SELECTED EXTRACT
7 US states sue over Bush rule on health workers

Seven U.S. states sued the federal government Thursday over a new rule that expands protections for doctors and other health care workers who refuse to participate in abortions and other medical procedures because of religious or moral objections.
Connecticut Attorney General Richard Blumenthal filed the lawsuit in federal court in Hartford on behalf of the states.
They claim the federal rule, issued by President George W. Bush's administration last month and set to take effect Tuesday, would trump state laws protecting women's access to birth control, reproductive health services and emergency contraception.
Blumenthal said the regulations "are flawed and defective" and would "unconstitutionally and unconscionably interfere with women's health care rights."
Blumenthal said the rule "shrouds the term abortion in new and unnecessary ambiguity" and encourages medical providers to define it themselves and deny patients contraception, including emergency contraception for rape victims.
At stake are billions of dollars in federal public health money received annually by the states. The U.S. Department of Health and Human Services could order a return of all HHS funds from state and local governments that violate the regulation.
Rebecca Ayer, director of media affairs for the department, said the agency has not yet reviewed the lawsuits and will respond to them in court.
"The department followed appropriate procedures to put the regulation in place and the regulation is fully supported by law," Ayer said.
Under long-standing federal law, institutions may not discriminate against individuals who refuse to perform abortions or provide a referral for one. The administration has said the new rule is intended to ensure that federal funds don't flow to providers who violate those laws.
"Doctors and other health care providers should not be forced to choose between good professional standing and violating their conscience," HHS Secretary Mike Leavitt said last month when the rule was issued.
President-elect Barack Obama's transition team has said he will deal with "all eleventh-hour regulations" once he is president.

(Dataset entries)

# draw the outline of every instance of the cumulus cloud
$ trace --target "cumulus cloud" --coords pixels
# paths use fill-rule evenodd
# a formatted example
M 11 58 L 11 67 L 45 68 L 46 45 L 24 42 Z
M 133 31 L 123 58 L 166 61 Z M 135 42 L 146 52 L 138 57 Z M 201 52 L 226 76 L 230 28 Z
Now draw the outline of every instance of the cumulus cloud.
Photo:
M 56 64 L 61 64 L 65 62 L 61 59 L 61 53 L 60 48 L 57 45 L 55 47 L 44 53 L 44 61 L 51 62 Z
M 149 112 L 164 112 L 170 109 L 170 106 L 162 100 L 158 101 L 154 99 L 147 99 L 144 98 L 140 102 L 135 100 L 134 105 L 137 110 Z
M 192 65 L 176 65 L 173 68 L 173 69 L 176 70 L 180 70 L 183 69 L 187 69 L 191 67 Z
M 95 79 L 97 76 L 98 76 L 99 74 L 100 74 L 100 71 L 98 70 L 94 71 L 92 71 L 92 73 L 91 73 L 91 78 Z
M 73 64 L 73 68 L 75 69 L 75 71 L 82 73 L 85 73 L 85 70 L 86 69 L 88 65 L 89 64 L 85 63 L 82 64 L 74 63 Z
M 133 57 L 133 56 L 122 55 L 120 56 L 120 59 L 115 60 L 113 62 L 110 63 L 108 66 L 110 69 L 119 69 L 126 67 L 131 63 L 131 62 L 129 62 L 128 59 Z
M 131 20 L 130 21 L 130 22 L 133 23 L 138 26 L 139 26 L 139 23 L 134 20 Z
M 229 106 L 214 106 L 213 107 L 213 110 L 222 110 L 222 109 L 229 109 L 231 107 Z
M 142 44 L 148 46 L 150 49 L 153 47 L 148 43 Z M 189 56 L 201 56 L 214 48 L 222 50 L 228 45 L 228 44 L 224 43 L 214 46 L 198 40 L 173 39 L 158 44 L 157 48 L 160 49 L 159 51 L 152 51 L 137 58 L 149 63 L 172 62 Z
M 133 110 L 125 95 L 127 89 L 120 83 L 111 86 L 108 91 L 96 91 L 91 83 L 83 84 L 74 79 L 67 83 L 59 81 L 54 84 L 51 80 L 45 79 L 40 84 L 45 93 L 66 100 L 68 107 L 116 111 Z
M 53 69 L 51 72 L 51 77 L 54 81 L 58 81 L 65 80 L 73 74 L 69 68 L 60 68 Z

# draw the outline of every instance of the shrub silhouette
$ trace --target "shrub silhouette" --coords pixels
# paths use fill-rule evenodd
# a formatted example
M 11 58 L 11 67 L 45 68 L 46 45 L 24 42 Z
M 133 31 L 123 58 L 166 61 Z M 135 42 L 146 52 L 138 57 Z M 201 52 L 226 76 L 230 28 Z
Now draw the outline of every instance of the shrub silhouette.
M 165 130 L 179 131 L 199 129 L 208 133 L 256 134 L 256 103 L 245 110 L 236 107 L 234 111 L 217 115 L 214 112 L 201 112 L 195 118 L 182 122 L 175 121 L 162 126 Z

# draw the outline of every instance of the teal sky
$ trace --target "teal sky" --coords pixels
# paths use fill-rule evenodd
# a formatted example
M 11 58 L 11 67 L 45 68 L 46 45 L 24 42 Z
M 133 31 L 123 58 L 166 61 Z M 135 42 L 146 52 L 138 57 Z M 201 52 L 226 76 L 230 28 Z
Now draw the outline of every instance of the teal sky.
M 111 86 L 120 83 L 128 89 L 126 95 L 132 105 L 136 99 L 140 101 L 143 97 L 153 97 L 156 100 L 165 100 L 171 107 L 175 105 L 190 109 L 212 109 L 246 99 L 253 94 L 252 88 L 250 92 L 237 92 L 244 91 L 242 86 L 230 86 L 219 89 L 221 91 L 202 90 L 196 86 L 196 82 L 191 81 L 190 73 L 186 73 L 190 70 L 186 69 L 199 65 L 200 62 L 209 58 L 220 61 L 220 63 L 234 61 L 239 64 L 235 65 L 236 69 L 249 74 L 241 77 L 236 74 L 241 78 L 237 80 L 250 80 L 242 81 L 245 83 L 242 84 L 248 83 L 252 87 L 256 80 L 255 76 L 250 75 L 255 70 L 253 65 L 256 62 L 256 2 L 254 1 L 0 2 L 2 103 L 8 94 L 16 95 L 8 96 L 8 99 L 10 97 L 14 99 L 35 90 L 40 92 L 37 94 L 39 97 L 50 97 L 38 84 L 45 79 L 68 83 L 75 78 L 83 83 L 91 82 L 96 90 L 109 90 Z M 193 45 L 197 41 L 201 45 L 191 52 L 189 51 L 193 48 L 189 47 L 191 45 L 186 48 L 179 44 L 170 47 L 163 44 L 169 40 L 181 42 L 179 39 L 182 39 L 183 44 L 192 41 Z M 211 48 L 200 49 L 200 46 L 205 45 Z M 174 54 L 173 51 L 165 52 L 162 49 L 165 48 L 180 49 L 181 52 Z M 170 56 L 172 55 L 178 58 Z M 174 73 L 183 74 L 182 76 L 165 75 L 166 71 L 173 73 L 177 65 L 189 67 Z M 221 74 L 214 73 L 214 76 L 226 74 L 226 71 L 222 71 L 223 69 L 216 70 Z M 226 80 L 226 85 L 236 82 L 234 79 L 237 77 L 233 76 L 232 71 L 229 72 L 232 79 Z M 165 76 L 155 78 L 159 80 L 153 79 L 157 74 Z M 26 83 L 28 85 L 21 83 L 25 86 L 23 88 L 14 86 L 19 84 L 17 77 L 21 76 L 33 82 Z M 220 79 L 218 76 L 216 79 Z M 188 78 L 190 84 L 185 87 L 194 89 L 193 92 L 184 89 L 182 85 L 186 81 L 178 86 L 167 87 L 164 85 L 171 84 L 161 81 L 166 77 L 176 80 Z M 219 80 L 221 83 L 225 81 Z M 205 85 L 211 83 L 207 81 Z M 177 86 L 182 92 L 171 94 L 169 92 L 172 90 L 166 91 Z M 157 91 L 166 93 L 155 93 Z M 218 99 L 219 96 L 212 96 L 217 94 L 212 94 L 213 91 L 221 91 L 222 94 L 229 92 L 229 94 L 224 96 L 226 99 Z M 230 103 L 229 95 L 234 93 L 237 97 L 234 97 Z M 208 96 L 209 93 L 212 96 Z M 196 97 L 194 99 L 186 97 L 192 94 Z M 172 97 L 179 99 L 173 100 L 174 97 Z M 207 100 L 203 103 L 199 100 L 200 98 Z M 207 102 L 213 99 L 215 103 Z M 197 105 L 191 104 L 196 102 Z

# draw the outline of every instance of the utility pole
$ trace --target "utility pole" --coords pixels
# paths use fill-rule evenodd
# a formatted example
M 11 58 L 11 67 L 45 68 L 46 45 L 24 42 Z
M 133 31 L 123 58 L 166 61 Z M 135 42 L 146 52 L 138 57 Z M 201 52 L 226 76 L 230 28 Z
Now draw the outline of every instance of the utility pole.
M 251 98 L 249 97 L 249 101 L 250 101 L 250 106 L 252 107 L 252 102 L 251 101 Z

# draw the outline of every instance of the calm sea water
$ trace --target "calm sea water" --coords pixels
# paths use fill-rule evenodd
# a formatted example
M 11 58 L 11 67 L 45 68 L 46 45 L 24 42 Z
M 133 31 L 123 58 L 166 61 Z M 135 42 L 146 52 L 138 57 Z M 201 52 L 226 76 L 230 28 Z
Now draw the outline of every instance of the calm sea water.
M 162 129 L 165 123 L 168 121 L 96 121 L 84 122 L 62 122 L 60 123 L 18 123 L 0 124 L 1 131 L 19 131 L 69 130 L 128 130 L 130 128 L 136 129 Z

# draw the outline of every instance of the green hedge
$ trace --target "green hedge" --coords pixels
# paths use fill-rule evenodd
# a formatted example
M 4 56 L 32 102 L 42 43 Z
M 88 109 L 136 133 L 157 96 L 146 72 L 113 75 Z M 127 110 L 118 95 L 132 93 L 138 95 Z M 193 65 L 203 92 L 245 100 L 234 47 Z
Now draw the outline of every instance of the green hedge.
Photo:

EXERCISE REQUIREMENTS
a - List every person named in the article about the states' lawsuit over the health worker rule.
b - Carry the article about the states' lawsuit over the health worker rule forward from its final sentence.

RESPONSES BY ITEM NUMBER
a - Richard Blumenthal, George W. Bush, Rebecca Ayer, Mike Leavitt, Barack Obama

b -
While campaigning in August, Obama criticized the proposal: "This proposed regulation complicates, rather than clarifies the law. It raises troubling issues about access to basic health care for women, particularly access to contraceptives," he said.
Opponents of the new rule say it could take Obama 60 to 90 days to roll back the new HHS regulation.
California, Illinois, Massachusetts, New Jersey, Oregon and Rhode Island joined Connecticut in the lawsuit, which seeks a court order blocking the new rule.
Planned Parenthood of Federation of America Inc. and National Family Planning and Reproductive Health Association said they are filing separate, parallel lawsuits. Several members of the U.S. House of Representatives on Thursday also introduced legislation designed to stop the new regulation.
Mary Jane Gallagher, president and CEO of the family planning association, said the rule is unnecessary because there have been laws on the books for decades protecting medical providers if they refuse to participate in abortions and sterilization services.
She accused the Bush administration of trying to appease religious conservatives who are opposed to contraception.
"It's all ideology. It is how to appeal to this small minority of people who don't want women and men to have reproductive health choices," she said.
Gallagher said the rule most likely will affect poor and uninsured women who rely on family planning clinics for counseling, education and contraception.